*SUPPLIED DATA*
---------------

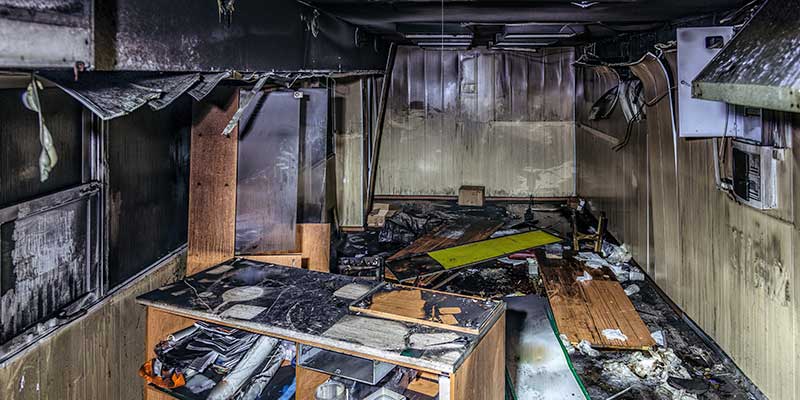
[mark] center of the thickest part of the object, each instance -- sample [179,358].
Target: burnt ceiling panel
[488,18]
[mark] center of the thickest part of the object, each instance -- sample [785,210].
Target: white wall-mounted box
[696,47]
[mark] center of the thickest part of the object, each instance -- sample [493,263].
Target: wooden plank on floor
[421,306]
[583,310]
[488,249]
[212,181]
[464,230]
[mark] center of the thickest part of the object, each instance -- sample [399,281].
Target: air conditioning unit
[755,175]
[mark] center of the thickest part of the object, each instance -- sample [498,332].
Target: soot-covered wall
[148,167]
[504,120]
[731,268]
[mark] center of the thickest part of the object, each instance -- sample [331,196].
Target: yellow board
[486,250]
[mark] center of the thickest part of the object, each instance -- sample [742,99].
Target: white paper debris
[509,261]
[635,275]
[632,289]
[567,344]
[554,251]
[220,270]
[591,258]
[658,336]
[616,254]
[242,311]
[586,349]
[614,334]
[351,291]
[533,267]
[585,278]
[619,272]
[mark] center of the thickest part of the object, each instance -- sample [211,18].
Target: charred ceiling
[516,24]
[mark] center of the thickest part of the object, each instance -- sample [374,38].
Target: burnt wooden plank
[461,231]
[314,133]
[266,190]
[212,179]
[428,307]
[583,310]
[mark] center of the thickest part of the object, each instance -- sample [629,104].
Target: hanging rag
[48,158]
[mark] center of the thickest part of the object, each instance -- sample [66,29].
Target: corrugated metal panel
[498,119]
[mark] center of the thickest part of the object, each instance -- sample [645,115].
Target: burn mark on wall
[757,260]
[43,264]
[479,117]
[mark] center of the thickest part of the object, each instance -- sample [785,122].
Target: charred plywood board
[314,134]
[266,188]
[43,266]
[591,309]
[447,311]
[212,179]
[464,230]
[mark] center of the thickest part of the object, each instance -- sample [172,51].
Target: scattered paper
[533,267]
[658,336]
[632,289]
[220,270]
[614,334]
[584,278]
[509,261]
[242,311]
[635,275]
[586,349]
[352,291]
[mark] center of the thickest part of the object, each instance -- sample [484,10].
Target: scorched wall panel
[498,119]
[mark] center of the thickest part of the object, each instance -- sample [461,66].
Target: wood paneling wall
[349,147]
[729,267]
[504,120]
[96,357]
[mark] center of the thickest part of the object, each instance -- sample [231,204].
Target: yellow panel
[480,251]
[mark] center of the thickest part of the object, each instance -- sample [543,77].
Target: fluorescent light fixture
[445,44]
[438,36]
[560,35]
[526,43]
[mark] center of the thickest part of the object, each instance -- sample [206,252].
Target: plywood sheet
[266,187]
[461,231]
[428,307]
[485,250]
[314,129]
[583,310]
[212,181]
[482,376]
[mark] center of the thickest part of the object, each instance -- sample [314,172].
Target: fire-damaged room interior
[399,199]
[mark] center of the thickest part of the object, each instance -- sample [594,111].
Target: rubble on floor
[680,366]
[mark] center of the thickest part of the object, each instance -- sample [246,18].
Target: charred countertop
[311,308]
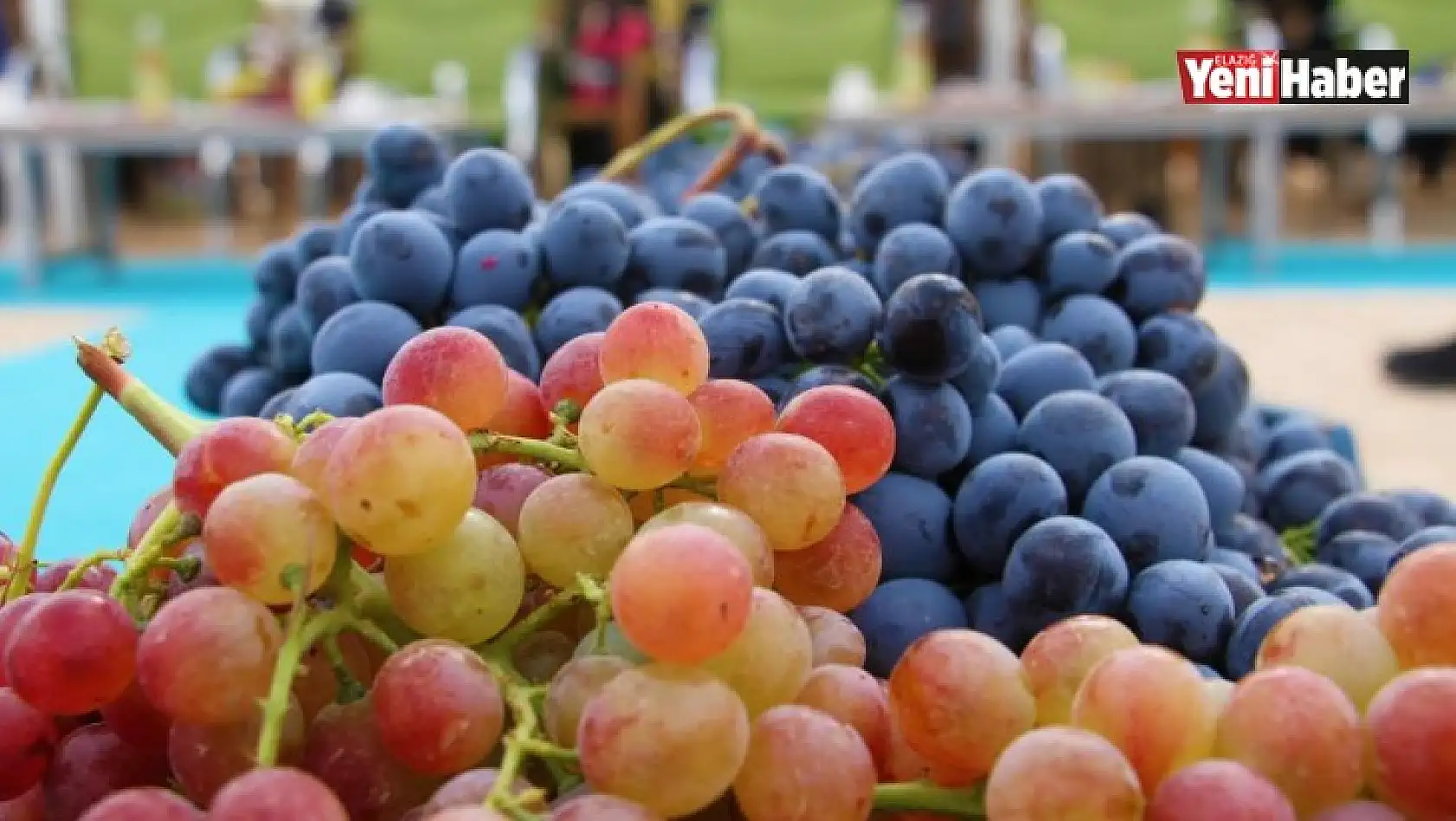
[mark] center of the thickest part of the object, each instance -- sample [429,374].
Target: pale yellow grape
[1337,643]
[570,690]
[638,434]
[467,587]
[730,523]
[670,739]
[788,483]
[770,660]
[399,479]
[574,524]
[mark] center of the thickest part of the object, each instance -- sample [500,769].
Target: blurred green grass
[778,55]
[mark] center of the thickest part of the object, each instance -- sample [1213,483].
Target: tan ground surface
[1311,350]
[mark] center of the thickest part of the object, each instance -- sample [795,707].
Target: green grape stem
[77,574]
[924,797]
[25,558]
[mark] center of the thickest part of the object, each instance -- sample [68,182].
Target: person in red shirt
[608,36]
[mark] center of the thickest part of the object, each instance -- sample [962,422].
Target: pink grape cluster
[480,603]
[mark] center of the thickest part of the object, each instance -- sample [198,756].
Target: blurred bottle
[151,81]
[913,70]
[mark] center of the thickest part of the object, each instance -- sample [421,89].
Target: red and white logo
[1247,77]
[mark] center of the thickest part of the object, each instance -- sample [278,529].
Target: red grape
[1298,729]
[1059,773]
[92,763]
[277,793]
[503,489]
[1217,791]
[10,616]
[230,450]
[204,757]
[682,592]
[655,341]
[1411,740]
[730,412]
[137,721]
[572,373]
[834,638]
[437,707]
[27,739]
[347,754]
[852,425]
[855,697]
[523,415]
[315,450]
[209,656]
[839,571]
[73,652]
[788,483]
[399,479]
[1415,607]
[453,370]
[960,697]
[143,804]
[265,526]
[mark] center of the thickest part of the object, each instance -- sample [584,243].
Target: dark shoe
[1432,365]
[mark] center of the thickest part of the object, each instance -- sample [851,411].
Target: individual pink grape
[503,489]
[570,690]
[1410,735]
[401,479]
[137,721]
[1062,773]
[207,656]
[655,341]
[1152,707]
[574,524]
[72,652]
[92,763]
[1217,791]
[27,739]
[270,538]
[230,450]
[1415,607]
[855,697]
[960,699]
[730,412]
[345,753]
[525,414]
[472,788]
[454,370]
[770,660]
[572,373]
[437,708]
[802,765]
[834,638]
[10,616]
[638,434]
[1337,643]
[839,571]
[602,808]
[1298,729]
[143,804]
[852,425]
[207,757]
[315,450]
[1359,811]
[788,483]
[682,592]
[277,793]
[670,739]
[1059,658]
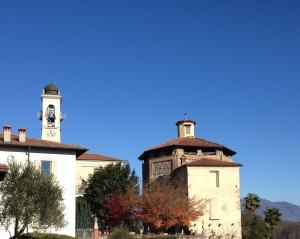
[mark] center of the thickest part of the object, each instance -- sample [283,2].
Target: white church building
[208,172]
[69,163]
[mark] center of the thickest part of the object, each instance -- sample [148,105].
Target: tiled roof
[96,157]
[39,143]
[190,142]
[3,167]
[205,162]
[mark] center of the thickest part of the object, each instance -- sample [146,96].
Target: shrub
[45,236]
[120,233]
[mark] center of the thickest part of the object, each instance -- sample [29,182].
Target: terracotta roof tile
[39,143]
[206,162]
[96,157]
[190,142]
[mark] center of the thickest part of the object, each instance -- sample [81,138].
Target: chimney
[22,135]
[7,133]
[186,128]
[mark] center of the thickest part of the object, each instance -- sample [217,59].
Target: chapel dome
[51,89]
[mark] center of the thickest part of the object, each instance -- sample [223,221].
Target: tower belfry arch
[51,115]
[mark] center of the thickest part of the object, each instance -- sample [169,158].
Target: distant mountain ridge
[290,212]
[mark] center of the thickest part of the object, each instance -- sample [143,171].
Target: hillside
[290,212]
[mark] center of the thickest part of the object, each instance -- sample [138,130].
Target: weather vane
[185,116]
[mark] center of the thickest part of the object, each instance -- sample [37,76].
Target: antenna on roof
[185,118]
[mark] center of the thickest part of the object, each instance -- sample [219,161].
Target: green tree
[83,214]
[29,197]
[252,202]
[106,182]
[272,219]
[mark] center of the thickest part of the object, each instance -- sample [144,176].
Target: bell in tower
[51,101]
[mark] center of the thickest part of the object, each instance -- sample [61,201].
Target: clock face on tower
[51,132]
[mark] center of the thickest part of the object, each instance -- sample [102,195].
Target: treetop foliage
[106,182]
[29,197]
[256,227]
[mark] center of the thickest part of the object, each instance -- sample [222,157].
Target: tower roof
[51,89]
[196,143]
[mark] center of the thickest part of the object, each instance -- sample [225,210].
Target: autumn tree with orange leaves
[122,206]
[165,204]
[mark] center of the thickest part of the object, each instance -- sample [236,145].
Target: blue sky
[129,70]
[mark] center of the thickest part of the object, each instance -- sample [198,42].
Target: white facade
[65,162]
[220,187]
[51,114]
[84,168]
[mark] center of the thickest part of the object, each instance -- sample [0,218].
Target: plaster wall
[54,100]
[65,175]
[222,215]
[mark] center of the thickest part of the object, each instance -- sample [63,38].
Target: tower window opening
[188,129]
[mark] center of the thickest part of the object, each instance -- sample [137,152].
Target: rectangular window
[46,167]
[188,129]
[214,179]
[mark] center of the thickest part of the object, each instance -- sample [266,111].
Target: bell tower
[50,115]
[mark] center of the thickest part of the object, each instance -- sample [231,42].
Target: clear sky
[129,70]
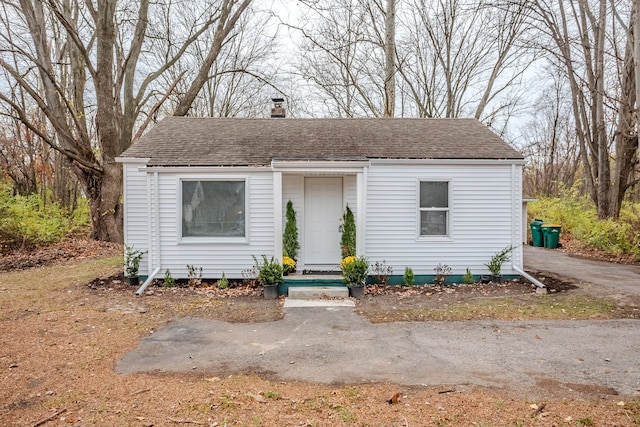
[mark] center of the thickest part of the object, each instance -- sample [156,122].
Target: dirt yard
[65,323]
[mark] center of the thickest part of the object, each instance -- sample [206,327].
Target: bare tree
[585,34]
[550,143]
[460,56]
[346,48]
[108,82]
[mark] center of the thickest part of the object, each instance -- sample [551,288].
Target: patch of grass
[574,307]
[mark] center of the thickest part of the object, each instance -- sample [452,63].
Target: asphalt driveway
[335,345]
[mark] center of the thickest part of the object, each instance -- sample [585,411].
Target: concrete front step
[315,292]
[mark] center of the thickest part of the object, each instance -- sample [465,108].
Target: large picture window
[434,208]
[213,209]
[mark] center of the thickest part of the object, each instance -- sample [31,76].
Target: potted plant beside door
[269,275]
[354,274]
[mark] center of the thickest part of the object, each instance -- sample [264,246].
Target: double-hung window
[214,208]
[434,208]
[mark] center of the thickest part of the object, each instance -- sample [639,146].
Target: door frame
[329,266]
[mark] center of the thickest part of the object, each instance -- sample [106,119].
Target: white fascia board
[133,160]
[324,166]
[205,169]
[469,162]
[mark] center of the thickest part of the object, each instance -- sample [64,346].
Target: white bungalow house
[211,192]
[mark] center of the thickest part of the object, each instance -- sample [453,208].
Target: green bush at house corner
[354,271]
[495,264]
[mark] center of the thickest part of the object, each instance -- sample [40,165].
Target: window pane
[433,223]
[213,208]
[434,194]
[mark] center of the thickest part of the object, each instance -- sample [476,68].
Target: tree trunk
[626,137]
[104,192]
[390,60]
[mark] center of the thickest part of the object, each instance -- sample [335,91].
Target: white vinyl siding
[136,211]
[174,253]
[483,202]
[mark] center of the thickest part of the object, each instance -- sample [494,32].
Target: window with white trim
[213,208]
[434,208]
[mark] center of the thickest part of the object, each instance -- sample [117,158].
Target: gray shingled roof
[188,141]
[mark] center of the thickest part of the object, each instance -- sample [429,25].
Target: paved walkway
[616,278]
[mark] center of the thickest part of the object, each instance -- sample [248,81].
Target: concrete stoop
[314,292]
[318,296]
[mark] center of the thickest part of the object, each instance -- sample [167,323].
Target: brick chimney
[278,108]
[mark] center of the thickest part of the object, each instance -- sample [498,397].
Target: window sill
[430,239]
[213,240]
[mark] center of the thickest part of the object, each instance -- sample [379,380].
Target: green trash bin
[536,233]
[551,235]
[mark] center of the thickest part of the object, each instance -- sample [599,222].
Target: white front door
[322,213]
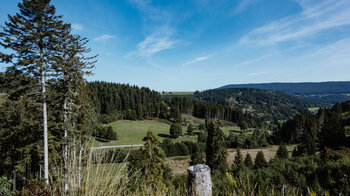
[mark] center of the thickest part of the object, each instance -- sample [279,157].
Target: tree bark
[199,180]
[43,93]
[13,169]
[65,148]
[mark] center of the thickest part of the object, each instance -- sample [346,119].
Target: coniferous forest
[59,133]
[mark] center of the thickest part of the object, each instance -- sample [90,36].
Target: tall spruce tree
[196,155]
[34,36]
[153,159]
[216,152]
[248,161]
[260,161]
[70,68]
[282,152]
[310,128]
[332,133]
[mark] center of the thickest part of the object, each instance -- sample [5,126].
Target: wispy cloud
[243,5]
[197,59]
[158,32]
[315,18]
[253,61]
[104,37]
[259,73]
[77,27]
[333,54]
[157,41]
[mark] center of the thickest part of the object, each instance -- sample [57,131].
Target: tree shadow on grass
[234,131]
[165,135]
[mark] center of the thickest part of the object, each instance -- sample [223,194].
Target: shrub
[175,130]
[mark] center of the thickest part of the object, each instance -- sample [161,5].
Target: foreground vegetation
[48,113]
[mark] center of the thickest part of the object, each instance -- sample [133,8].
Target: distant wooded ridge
[323,93]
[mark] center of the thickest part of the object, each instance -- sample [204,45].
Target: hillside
[264,103]
[323,93]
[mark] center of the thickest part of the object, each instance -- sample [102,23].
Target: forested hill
[264,103]
[124,101]
[121,101]
[324,93]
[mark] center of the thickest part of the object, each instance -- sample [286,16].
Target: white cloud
[259,73]
[315,18]
[77,27]
[157,41]
[159,34]
[243,5]
[253,61]
[104,37]
[198,59]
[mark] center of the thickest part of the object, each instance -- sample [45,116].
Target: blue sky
[188,45]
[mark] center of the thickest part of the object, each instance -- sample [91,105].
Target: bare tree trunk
[13,169]
[65,148]
[199,180]
[43,92]
[79,164]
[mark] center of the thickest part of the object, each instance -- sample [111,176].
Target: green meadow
[132,132]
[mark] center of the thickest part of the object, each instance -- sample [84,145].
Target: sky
[188,45]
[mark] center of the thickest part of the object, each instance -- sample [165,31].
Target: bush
[105,133]
[175,130]
[5,186]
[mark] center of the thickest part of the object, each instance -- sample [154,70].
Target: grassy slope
[132,132]
[179,164]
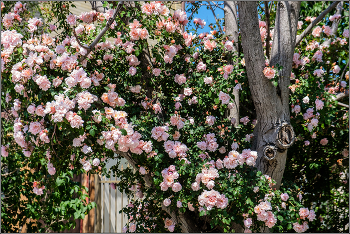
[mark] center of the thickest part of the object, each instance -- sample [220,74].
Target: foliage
[170,123]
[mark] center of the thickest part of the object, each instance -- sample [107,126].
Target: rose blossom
[317,31]
[306,100]
[324,141]
[269,72]
[225,98]
[167,202]
[284,196]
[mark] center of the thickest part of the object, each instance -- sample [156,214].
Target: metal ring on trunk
[285,136]
[270,152]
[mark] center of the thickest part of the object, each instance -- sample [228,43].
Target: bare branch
[342,104]
[216,20]
[97,6]
[217,5]
[342,75]
[77,39]
[9,173]
[267,15]
[100,35]
[340,96]
[335,24]
[316,21]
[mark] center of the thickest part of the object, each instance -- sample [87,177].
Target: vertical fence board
[97,228]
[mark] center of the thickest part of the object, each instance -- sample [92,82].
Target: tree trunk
[231,29]
[271,103]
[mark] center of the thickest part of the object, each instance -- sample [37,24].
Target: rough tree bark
[271,103]
[231,29]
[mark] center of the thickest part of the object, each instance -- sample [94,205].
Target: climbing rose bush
[161,106]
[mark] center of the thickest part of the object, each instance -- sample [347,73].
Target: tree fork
[271,104]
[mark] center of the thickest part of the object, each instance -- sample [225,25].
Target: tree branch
[267,15]
[216,20]
[342,75]
[342,104]
[100,35]
[340,96]
[9,173]
[76,38]
[316,21]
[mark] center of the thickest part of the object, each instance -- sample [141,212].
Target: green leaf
[124,132]
[59,181]
[92,132]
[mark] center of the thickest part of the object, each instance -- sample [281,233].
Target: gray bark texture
[231,29]
[271,103]
[335,23]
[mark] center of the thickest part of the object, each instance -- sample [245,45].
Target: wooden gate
[109,202]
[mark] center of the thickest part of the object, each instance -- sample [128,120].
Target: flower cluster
[207,177]
[264,213]
[160,133]
[175,149]
[169,176]
[209,143]
[212,198]
[112,98]
[38,190]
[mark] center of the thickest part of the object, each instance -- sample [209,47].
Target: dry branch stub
[285,136]
[270,152]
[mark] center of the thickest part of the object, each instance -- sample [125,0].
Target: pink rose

---------------

*GIVEN INSTRUCTION*
Exactly and exclusively, repeat the lines from the line that contains "-- sample [87,177]." through the end of the records, both ends included.

*RESULT OF THIS TASK*
[mark] center of the thickest part of the object, each instance -- sample [87,177].
Target: vertical fence board
[97,228]
[mark] center of the thickest part of the object, each instance -- sample [92,82].
Target: tree trunk
[231,29]
[271,103]
[mark] center of the thickest part of the object, each instance -- sample [37,24].
Target: rough tree bark
[271,103]
[231,29]
[mark] center of the thickest part of the object, each instance -- sample [94,205].
Target: climbing rose bush
[161,106]
[mark] center of the thickest part of the object, each instance -- sample [347,73].
Target: tree fork
[271,104]
[mark] center of the thickest part of the object, each instance -- sample [225,25].
Target: tree branch
[267,15]
[216,20]
[342,75]
[342,104]
[100,35]
[340,96]
[9,173]
[76,38]
[316,21]
[mark] center of the thickest part of the object, each instance -- sample [141,212].
Target: green leaf
[124,132]
[59,181]
[92,132]
[mark] center of the thickest part of the object, each instance -- sample [281,233].
Target: gray bark texture
[231,29]
[271,103]
[335,23]
[mark] center of the thickest part of the object, each instance -- sample [245,45].
Target: wooden gate
[109,202]
[mark] center of the thickest part of the object, each instance -- sample [128,120].
Target: flower cluster
[207,177]
[264,213]
[160,133]
[175,149]
[169,176]
[209,143]
[212,198]
[112,98]
[38,190]
[mark] center of the thickest part of the object, each instance -- sample [209,47].
Target: dry branch stub
[285,136]
[270,152]
[mark] center of the thickest part of the object, each instance -- sample [125,0].
Target: pink rose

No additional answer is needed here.